■ THE TASK:
Recast the stretch of the listing from the line containing "For the scouting record, return for every instance of the bare" through the end of the listing as a numbered list, omitting any blank lines.

■ STORED ROWS:
_ _ _ _ _

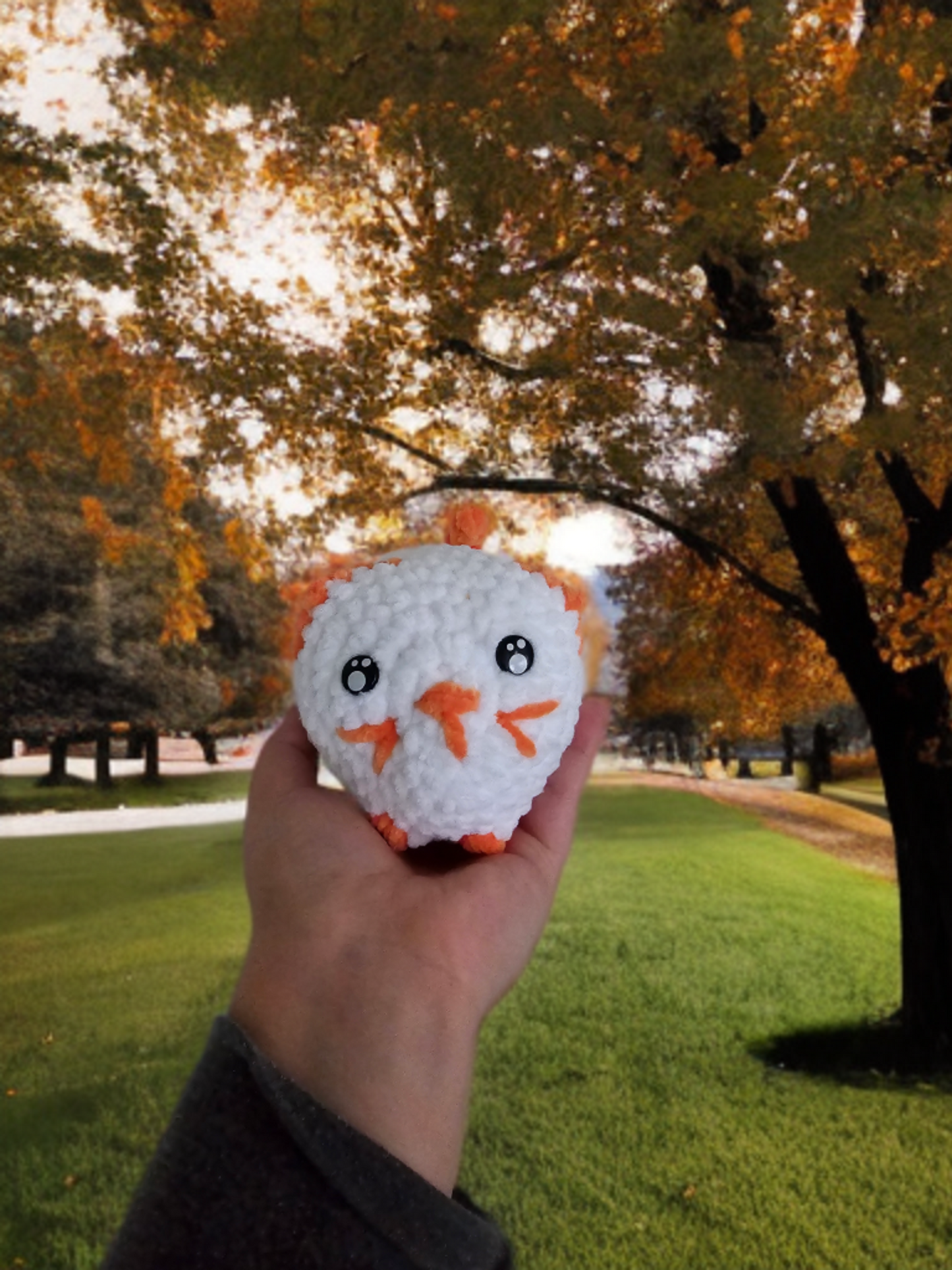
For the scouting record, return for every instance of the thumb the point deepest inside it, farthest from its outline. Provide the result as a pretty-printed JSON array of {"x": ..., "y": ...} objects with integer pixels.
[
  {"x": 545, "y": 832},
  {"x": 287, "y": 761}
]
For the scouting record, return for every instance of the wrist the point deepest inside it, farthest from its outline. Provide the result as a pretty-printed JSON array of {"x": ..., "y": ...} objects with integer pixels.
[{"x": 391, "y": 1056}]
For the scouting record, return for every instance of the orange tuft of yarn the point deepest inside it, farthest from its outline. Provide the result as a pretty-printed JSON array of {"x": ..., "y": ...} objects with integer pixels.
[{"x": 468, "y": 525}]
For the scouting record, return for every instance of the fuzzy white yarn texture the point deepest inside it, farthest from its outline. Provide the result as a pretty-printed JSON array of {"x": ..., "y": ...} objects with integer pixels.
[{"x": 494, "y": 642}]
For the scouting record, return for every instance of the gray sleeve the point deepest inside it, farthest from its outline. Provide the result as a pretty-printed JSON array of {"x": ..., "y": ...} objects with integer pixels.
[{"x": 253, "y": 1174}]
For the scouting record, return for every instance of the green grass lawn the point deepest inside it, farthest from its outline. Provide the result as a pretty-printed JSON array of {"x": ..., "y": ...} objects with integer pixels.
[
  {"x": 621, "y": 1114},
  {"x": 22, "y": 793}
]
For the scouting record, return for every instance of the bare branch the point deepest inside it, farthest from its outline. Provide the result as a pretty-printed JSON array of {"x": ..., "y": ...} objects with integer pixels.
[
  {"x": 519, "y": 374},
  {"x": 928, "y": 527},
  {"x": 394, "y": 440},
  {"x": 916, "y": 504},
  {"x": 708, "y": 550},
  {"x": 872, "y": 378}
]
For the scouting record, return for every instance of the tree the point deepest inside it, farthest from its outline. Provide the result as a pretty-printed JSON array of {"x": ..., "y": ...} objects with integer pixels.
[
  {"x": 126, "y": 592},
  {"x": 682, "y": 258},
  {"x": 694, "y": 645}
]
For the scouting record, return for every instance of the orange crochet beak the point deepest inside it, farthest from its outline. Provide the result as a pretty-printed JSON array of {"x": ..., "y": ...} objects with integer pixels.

_ _ _ _ _

■ FINAL ANSWER:
1. For the scouting record, return for every instance of the bare branch the point deepest inside it, farthest from its outline. Provide the result as a pretty-printed JSON array of {"x": ..., "y": ...} objects with integer pixels.
2. [
3.   {"x": 519, "y": 374},
4.   {"x": 928, "y": 527},
5.   {"x": 394, "y": 440},
6.   {"x": 916, "y": 504},
7.   {"x": 708, "y": 550},
8.   {"x": 872, "y": 378}
9. ]
10. For the scouting record, return for every instance of the tree the point deepest inside it, farthest from its outline. Provide the result as a pretty-printed JSON array of {"x": ..., "y": ...} objects with integer pixels.
11. [
12.   {"x": 126, "y": 592},
13.   {"x": 682, "y": 258},
14.   {"x": 694, "y": 645}
15. ]
16. For the scouting record, return for every instance of the orange crochet beak the point deepest inside it, farthest from its outline. Provide the result as a pretty-printed JSON array of {"x": ..., "y": ...} objects with integer pixels.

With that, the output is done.